Der Bundesfinanzhof (BFH) hat mit Urteil aus November 2015 entschieden, dass ein Zusammenschluss von Freiberuflern gewerbliche Einkünfte erzielt, wenn die Freiberufler auch einen Berufsträger aufnehmen, der leitend und eigenverantwortlich arbeitet, aber nicht als Mitunternehmer im einkommensteuerlichen Sinne zu behandeln ist.

In dem vom BFH entschiedenen Fall betrieben zwei Ärzte eine Gemeinschaftspraxis. Sie nahmen eine weitere Ärztin in die Praxis auf und schlossen mit ihr einen als Gesellschaftsvertrag bezeichneten Vertrag. In diesem Vertrag war unter anderem geregelt, dass die hinzugekommene Ärztin lediglich eine Vergütung, entsprechend dem von ihr selbst erzielten Umsatz, erhalten sollte. Darüber hinaus war sie am Gewinn und Verlust der Gesellschaft nicht beteiligt, auch nicht an den sogenannten stillen Reserven, insbesondere beim immateriellen Praxiswert.

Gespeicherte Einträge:
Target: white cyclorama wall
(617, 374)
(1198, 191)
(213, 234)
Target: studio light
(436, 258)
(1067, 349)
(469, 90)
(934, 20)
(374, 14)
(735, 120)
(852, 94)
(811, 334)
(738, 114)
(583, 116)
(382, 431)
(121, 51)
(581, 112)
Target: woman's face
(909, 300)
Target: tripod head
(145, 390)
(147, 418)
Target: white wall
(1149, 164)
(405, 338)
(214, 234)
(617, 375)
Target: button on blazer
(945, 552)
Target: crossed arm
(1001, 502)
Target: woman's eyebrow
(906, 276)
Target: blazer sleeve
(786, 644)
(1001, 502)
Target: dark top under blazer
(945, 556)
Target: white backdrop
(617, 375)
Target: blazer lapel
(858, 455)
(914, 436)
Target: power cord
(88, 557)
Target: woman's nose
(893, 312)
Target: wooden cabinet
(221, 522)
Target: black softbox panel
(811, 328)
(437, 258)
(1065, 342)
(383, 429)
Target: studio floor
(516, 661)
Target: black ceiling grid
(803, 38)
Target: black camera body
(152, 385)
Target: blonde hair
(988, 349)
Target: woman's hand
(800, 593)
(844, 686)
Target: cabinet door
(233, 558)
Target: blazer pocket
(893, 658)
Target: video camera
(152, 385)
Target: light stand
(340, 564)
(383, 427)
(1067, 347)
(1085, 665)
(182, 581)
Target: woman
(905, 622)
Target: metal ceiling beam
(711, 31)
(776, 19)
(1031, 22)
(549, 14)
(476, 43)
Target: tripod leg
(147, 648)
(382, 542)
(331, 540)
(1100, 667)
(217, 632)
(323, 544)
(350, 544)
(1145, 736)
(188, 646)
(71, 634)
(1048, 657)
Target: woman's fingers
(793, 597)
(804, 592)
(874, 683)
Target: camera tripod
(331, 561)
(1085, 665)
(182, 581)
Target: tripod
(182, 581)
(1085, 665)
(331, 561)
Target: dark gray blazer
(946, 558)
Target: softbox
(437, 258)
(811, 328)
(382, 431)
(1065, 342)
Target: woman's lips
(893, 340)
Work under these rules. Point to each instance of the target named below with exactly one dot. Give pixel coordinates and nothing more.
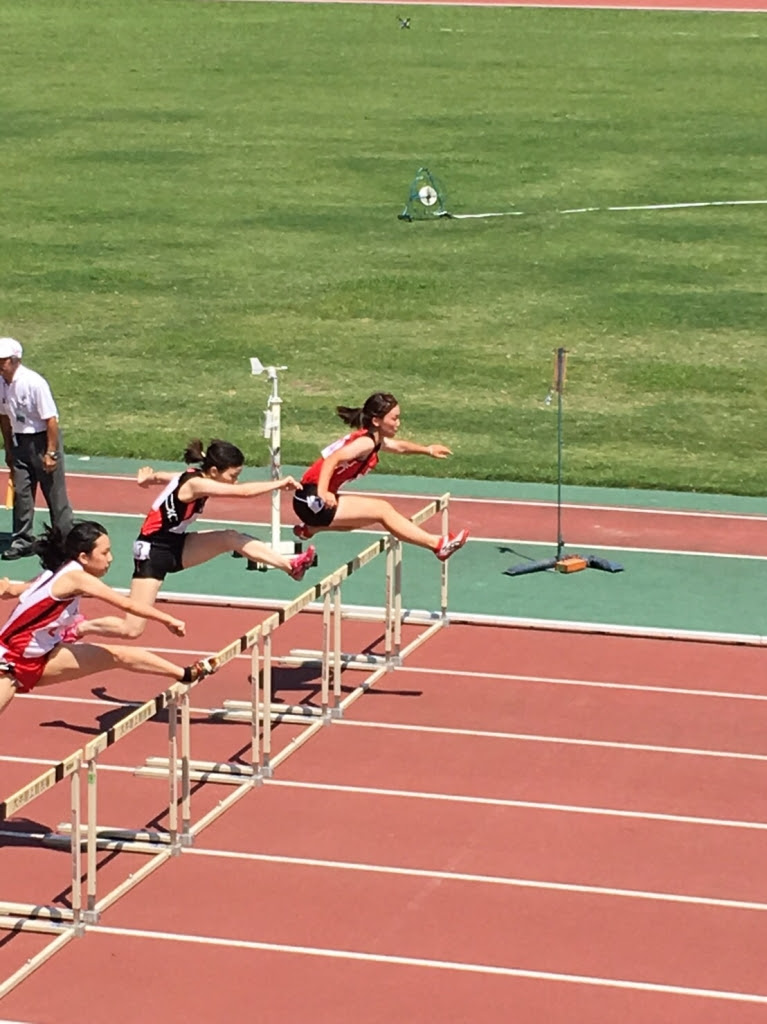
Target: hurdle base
(204, 771)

### Arbeitsauftrag
Überarbeite den Text zum BFH-Urteil: Gib ihn beginnend bei „Der Bundesfinanzhof (BFH)“ und endend bei „zu behandeln ist.“ wieder und ersetze dabei „Mitunternehmer“ durch „Gesellschafter“.

### Übungsergebnis
Der Bundesfinanzhof (BFH) hat mit Urteil aus November 2015 entschieden, dass ein Zusammenschluss von Freiberuflern gewerbliche Einkünfte erzielt, wenn die Freiberufler auch einen Berufsträger aufnehmen, der leitend und eigenverantwortlich arbeitet, aber nicht als Gesellschafter im einkommensteuerlichen Sinne zu behandeln ist.